Annotation data for object locations:
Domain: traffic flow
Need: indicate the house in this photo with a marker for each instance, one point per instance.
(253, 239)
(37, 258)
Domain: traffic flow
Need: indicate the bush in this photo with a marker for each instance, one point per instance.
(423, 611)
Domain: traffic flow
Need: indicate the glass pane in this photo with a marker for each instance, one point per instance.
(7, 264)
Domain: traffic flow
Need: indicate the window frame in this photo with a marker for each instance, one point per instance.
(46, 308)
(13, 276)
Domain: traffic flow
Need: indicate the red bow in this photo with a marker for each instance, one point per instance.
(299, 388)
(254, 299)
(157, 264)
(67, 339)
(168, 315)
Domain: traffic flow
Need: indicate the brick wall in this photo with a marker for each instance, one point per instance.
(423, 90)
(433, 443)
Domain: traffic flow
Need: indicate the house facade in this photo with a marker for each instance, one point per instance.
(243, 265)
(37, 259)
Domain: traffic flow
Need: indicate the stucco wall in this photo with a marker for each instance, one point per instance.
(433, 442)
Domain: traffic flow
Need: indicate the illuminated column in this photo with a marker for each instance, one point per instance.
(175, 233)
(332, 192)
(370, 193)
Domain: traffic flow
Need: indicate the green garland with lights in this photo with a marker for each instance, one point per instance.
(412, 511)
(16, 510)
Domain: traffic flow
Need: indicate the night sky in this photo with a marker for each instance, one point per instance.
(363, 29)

--

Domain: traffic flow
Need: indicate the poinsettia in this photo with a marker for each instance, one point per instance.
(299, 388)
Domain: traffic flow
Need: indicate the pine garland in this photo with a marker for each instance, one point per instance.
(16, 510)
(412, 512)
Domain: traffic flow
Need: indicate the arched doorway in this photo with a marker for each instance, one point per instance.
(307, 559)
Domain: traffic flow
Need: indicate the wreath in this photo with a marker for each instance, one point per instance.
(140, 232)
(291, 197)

---

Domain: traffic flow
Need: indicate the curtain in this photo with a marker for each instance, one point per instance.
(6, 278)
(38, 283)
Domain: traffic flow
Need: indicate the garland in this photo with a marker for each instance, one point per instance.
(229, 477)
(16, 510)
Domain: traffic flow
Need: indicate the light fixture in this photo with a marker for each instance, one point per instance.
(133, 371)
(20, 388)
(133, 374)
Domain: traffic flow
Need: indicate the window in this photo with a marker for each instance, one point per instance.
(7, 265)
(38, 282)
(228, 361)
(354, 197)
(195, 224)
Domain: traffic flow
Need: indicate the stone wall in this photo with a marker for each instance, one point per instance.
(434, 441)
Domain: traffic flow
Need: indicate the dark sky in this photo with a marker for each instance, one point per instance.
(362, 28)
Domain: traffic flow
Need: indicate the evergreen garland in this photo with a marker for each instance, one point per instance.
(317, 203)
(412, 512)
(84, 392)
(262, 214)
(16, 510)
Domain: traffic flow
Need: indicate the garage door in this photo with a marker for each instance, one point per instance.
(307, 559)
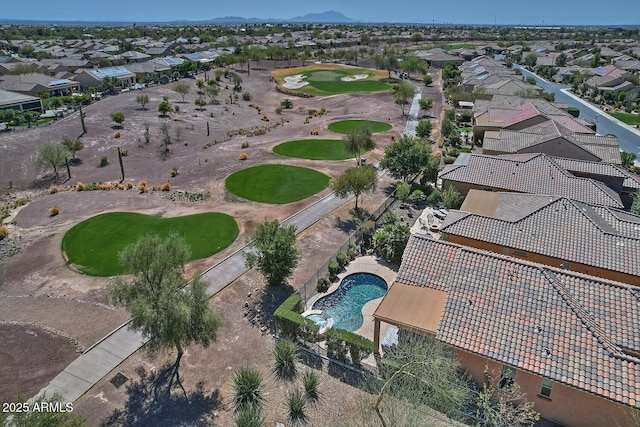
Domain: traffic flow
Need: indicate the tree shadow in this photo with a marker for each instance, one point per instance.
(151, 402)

Work required:
Report each line of the records above that contains the word "window", copying every such line in full.

Solution:
Need: indicate the window frame in this photo with a marker for each instance, one point per instance.
Need: indicate the window in this photo with a marker for each instance, one point per instance.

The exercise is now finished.